• [About this exercise]: Your response should give back each record exactly, word for word.

• [Data section]:
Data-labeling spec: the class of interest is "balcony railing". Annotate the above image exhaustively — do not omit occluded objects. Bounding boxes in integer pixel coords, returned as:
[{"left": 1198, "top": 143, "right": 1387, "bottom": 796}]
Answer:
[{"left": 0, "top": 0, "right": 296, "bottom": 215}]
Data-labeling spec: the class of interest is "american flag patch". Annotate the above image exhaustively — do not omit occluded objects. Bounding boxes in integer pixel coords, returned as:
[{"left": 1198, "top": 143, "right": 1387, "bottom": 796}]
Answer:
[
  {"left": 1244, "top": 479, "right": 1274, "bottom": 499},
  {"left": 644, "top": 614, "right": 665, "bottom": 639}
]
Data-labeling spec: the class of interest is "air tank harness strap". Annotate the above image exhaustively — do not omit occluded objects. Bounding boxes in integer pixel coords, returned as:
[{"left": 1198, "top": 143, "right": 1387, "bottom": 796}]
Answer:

• [Response to the exercise]:
Data-labeling spec: the class of interest is "balcony railing". Annotate the above image exhaustively — do not omit occluded objects. Bounding boxes in integer pixel coords, returned as:
[{"left": 1198, "top": 143, "right": 1387, "bottom": 796}]
Answer:
[{"left": 0, "top": 0, "right": 296, "bottom": 215}]
Data-labeling spec: the class of interest is "american flag patch". Annotate the above image exhaustively — do not omit occluded objects. Bounding boxes in integer pixel coords, returned as:
[{"left": 1198, "top": 143, "right": 1387, "bottom": 796}]
Answer:
[
  {"left": 1244, "top": 479, "right": 1274, "bottom": 499},
  {"left": 644, "top": 614, "right": 665, "bottom": 639}
]
Data-labeling spec: the class of interest is "air tank harness strap". Annotate the above image exhaustively — do not omit occluded objects. Bounding boxes in integer pixel coords, returned as:
[{"left": 1198, "top": 143, "right": 1387, "bottom": 796}]
Answer:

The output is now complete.